» **What the task asks**:
Repeat the material exactly, every line of it.

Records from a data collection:
-*-*-

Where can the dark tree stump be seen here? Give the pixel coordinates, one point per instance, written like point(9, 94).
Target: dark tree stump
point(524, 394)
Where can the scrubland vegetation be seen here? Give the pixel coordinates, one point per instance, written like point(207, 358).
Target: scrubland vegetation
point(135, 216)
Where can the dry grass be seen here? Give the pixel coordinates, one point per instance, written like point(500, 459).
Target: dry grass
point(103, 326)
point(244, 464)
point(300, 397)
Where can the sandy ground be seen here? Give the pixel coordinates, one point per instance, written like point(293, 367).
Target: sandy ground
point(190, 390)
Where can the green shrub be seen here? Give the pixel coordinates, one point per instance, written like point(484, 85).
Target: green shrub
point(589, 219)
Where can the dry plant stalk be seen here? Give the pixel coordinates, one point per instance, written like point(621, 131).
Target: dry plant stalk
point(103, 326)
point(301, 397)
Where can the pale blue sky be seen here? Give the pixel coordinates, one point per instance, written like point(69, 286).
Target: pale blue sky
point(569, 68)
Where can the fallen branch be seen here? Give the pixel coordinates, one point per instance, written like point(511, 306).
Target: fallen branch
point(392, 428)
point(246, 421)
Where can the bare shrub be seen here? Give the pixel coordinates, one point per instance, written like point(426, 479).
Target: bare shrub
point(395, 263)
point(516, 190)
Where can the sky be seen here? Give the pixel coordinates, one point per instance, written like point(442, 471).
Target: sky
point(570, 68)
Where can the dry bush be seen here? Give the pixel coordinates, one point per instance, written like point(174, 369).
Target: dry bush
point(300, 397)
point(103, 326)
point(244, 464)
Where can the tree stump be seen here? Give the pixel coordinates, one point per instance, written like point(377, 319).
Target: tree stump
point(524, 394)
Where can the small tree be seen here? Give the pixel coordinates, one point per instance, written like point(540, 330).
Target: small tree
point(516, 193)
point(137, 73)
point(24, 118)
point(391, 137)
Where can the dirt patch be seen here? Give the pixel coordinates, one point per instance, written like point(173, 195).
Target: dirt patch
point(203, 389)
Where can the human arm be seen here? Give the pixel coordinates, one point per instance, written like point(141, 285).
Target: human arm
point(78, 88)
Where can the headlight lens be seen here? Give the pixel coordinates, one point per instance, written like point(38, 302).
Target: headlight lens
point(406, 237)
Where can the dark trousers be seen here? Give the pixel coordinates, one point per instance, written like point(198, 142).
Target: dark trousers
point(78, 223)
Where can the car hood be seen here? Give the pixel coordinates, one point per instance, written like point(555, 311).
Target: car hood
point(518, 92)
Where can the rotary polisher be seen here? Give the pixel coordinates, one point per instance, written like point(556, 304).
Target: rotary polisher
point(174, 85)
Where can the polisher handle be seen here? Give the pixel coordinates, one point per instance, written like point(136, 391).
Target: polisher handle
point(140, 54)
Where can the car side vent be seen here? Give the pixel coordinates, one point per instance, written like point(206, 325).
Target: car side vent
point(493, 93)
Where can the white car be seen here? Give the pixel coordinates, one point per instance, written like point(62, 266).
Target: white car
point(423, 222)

-*-*-

» **Task response**:
Where can the dark tree stump be seen here? Give the pixel coordinates, one point per instance, written like point(9, 94).
Target: dark tree stump
point(524, 394)
Where can the scrubland vegetation be seen here? Give the pixel coordinates, one point per instance, written like point(207, 358).
Target: scrubland vegetation
point(135, 216)
Where can the dry grass be seen here? Give the pixel coordinates, one point per instance, written like point(500, 459).
Target: dry grass
point(103, 326)
point(244, 464)
point(300, 397)
Where can the sandy ground be seen here? Give the pixel coordinates, one point per instance, written like point(293, 367).
Target: sandy ground
point(190, 390)
Where can the green shrub be seen here? Give the pixel coordinates, one point per instance, written like point(484, 85).
Target: green shrub
point(589, 219)
Where can the dry plant stalk be seen here? Give the pixel coordinates, one point per instance, written like point(621, 131).
Target: dry plant stalk
point(103, 326)
point(301, 397)
Where can the pale blue sky be seen here? Give the pixel coordinates, one point per instance, written like point(69, 286).
Target: pale blue sky
point(569, 68)
Where can the fallen branch be seen here? Give the pixel coordinates, one point per instance, written like point(511, 306).
Target: fallen branch
point(392, 428)
point(246, 421)
Where can the bare shrub be seen here? Give the pixel coordinates, one point per instance, written like point(426, 479).
Target: bare shrub
point(395, 263)
point(516, 190)
Where can the sky be seen here? Give the pixel coordinates, one point per instance, written like point(442, 471).
Target: sky
point(570, 68)
Where can the dry bush be seen here? Give the pixel coordinates, one point per instance, written like point(174, 369).
Target: dry bush
point(300, 397)
point(103, 326)
point(244, 464)
Where can the tree stump be seen here? Give the pixel coordinates, one point per instance, written like point(377, 319).
Target: tree stump
point(524, 394)
Where can the small tree be seen here? Give the pixel coordinates, one point per instance, written like point(540, 330).
Target: small tree
point(516, 193)
point(137, 73)
point(24, 118)
point(391, 137)
Where can the dirt patch be seen here? Give the pixel coordinates, one point per instance, written like point(173, 195).
Target: dirt patch
point(203, 389)
Where can the human arm be seen here? Give the pixel coordinates, one point per instance, written like point(141, 285).
Target: human arm
point(78, 88)
Where can the headlight lens be seen here? Give the pixel coordinates, one point per instance, written like point(38, 302).
Target: headlight lens
point(406, 237)
Where can the dark trousers be seen here? Give the pixel coordinates, one point per instance, written like point(198, 142).
Target: dark trousers
point(78, 223)
Where can the car hood be seen here? Give the pixel coordinates, one point per instance, written like point(555, 311).
Target: car hood
point(518, 92)
Where can the rotary polisher be seen here? Give the pixel coordinates, one point per instance, written like point(556, 304).
Target: rotary polisher
point(174, 85)
Where can the polisher handle be seen here? Give the pixel coordinates, one point per instance, written like point(136, 391).
Target: polisher handle
point(140, 54)
Where can the car side vent be seen here? Give the pixel coordinates, one point per instance, written like point(206, 325).
Target: car side vent
point(493, 93)
Where can the white car be seen here? Give the pixel coordinates, one point per instance, written like point(62, 266).
Target: white car
point(423, 222)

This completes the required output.